TASK:
Can you reproduce everything from the line containing "Locate every instance of the concrete" down to the end of the records, requests included, with each point coordinate in the answers multiplied by 0.95 and rounded to a whole number, halves rounding up? Leave the numbers in the requests and their sample formats unchanged.

RECORDS TO USE:
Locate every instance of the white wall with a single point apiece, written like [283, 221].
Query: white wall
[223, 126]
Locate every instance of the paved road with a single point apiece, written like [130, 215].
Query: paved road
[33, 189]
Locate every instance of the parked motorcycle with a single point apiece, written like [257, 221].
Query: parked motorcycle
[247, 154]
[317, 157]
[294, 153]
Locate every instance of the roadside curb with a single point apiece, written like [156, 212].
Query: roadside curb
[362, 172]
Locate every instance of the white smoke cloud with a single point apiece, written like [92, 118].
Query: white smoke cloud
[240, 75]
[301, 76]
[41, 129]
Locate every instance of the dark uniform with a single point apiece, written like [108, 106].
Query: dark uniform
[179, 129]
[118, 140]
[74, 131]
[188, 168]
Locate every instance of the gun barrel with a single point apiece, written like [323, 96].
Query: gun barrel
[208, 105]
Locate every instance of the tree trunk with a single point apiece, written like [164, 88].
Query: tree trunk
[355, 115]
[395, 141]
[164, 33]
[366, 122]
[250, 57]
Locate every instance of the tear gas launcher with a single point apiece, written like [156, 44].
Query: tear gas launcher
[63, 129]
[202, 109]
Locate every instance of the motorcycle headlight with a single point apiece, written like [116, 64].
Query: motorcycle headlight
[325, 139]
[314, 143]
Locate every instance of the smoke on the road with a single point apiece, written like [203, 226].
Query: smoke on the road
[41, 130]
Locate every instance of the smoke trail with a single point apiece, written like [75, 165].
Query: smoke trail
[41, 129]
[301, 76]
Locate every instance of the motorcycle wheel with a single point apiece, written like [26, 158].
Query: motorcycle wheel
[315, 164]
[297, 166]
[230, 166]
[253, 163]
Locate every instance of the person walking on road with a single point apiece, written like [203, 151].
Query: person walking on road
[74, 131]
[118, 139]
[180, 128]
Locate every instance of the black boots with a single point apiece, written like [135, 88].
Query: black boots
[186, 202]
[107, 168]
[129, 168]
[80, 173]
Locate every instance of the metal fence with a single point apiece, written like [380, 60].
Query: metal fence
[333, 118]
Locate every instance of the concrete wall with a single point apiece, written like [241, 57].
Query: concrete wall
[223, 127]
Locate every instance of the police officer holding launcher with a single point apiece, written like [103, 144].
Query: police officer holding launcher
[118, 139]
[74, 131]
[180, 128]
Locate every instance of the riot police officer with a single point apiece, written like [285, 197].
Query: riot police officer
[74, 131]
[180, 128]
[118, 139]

ANSWER FOR THE TASK:
Locate every instance of the concrete wall with a single point apiece, written like [241, 57].
Query: concrete wall
[212, 121]
Locate every instance of the police officer holding launcher with a single point apiece, written like [103, 144].
Query: police officer holding launcher
[112, 132]
[70, 124]
[171, 122]
Locate every instance of the riot police officer with a single point apiece, written like [285, 197].
Query: riot police officer
[70, 124]
[171, 122]
[112, 132]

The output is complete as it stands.